___ Records to use

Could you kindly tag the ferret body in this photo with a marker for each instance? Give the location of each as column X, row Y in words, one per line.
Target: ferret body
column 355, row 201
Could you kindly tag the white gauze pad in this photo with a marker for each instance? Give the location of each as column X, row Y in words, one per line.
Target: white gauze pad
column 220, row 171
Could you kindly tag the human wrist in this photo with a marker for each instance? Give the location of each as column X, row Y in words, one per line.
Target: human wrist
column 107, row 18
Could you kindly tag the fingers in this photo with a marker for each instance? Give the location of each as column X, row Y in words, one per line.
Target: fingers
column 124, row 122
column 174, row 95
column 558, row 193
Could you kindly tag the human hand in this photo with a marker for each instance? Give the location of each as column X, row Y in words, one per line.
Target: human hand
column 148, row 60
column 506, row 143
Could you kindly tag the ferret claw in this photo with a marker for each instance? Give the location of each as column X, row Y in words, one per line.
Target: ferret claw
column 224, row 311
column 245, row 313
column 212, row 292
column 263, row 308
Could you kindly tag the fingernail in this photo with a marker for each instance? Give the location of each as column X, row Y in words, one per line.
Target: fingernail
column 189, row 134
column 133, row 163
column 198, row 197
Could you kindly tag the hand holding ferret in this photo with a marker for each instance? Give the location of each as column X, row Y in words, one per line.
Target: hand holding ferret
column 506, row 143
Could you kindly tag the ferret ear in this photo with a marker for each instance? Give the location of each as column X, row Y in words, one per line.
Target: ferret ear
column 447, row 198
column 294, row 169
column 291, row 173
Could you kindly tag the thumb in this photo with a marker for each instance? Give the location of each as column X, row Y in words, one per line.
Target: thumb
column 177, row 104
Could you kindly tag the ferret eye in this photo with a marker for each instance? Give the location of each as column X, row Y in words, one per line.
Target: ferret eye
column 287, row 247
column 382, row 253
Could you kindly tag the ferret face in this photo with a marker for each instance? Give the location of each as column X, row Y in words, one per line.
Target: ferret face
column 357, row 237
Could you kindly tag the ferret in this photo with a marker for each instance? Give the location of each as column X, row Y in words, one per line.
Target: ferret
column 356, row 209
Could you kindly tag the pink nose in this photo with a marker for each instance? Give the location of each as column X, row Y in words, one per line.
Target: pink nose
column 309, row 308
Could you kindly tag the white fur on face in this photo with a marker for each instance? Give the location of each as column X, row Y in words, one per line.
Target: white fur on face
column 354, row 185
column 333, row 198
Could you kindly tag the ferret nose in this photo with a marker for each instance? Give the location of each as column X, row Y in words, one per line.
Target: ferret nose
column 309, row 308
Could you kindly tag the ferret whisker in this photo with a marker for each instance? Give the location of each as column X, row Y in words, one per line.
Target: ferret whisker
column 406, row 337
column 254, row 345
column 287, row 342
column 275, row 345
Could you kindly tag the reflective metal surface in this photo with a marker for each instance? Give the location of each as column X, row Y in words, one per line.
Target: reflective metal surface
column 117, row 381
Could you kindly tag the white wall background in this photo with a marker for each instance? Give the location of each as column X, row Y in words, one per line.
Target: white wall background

______

Written task: Return all of the data exactly as it reads.

The solution:
Could you kindly tag the ferret body in this photo with a marker for each instance? Give the location of each as column X, row Y in words, one per line.
Target: ferret body
column 355, row 201
Could you kindly tag the white gauze pad in this photo with a marker for each instance? Give the location of each as column X, row Y in words, one per line.
Target: white gauze pad
column 220, row 171
Could you kindly tag the human wrist in this photo with a marker for each instance? Give the location of each as column X, row Y in words, one per line.
Target: human wrist
column 107, row 18
Could you kindly tag the fingers in this photo with a marker for each instance? Give the location of each as column X, row Y in words, one per line.
Target: fingers
column 124, row 122
column 174, row 95
column 558, row 193
Could you kindly tag the human hand in this photo with a marker for each instance? Give the location of each as column X, row Y in words, one per line.
Target: human hand
column 148, row 60
column 506, row 143
Could you kindly tag the ferret claw in this photo with a marker for each instance? Give the location of each as column X, row Y in words, one per line.
Target: ferret claw
column 224, row 311
column 245, row 313
column 212, row 292
column 263, row 308
Could you kindly tag the fingernail in this photo with a marker for each instance? Give the location of each as column X, row Y in words, one per line.
Target: fingernail
column 189, row 134
column 133, row 163
column 198, row 197
Could you kindly tag the hand holding ferret in this photo with a marker for each instance? Give the location of each as column X, row Y in words, one per line.
Target: hand holding ferret
column 506, row 143
Could you kindly tag the ferret ear in this photo with a marker for each instance? Give the location of each as column X, row Y in words, one per line.
Target: ferret ear
column 447, row 198
column 294, row 169
column 291, row 173
Could you kindly tag the thumb in this photo with a marker for each instance? Give the location of each as column X, row Y in words, one per line.
Target: thumb
column 177, row 104
Could you kindly tag the ferret eye in this photo with a marker for each instance? Give the location of each as column X, row Y in words, one per line.
Target: ferret eye
column 287, row 247
column 382, row 253
Could you kindly tag the ferret face in this photo with a marker for each instance? Give the location of each as column X, row Y in words, one per line.
Target: ferret face
column 357, row 237
Could you kindly tag the ferret in this photo with a marker for each instance? Give the location of each as column X, row Y in words, one per line.
Target: ferret
column 356, row 209
Could you kindly tag the pink nose in this photo with a marker for each instance? Give the location of each as column X, row Y in words, one per line.
Target: pink nose
column 309, row 308
Could you kindly tag the white fur on face in this photo with a marker for each instance? Give the location of each as column X, row Y in words, one per line.
Target: white fur on face
column 354, row 185
column 333, row 198
Could you kindly tag the ferret nose in this photo with a marker for each instance? Give the location of each as column X, row Y in words, one per line.
Target: ferret nose
column 309, row 308
Could you kindly tag the ferret whisker in this photo with a marker for each instance? Give the location of each as column X, row Y in words, one per line.
Target: ferret whisker
column 406, row 337
column 254, row 345
column 287, row 342
column 275, row 345
Could you kindly tag the reflective metal surface in this photo with a marker for each instance? Give the location of each as column X, row Y in words, one per line.
Target: reflective metal surface
column 117, row 381
Could you kindly tag the white wall background in this photo with a marker for each instance? Give the location of each as column X, row Y in words, one per line.
Target: white wall background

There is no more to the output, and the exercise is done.